TASK DETAILS> Copy each of the rows below word for word, leaving nothing out.

EXCERPTED RECORDS>
+--

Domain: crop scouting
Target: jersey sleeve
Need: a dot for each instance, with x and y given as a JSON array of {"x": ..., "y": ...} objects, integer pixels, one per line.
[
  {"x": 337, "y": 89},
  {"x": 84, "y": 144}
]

+--

REPLY>
Domain: crop scouting
Target: jersey sleeve
Need: a dot for each instance, with x and y given as a JSON array of {"x": ..., "y": ...} objects, integer pixels, one per line.
[
  {"x": 337, "y": 89},
  {"x": 84, "y": 144}
]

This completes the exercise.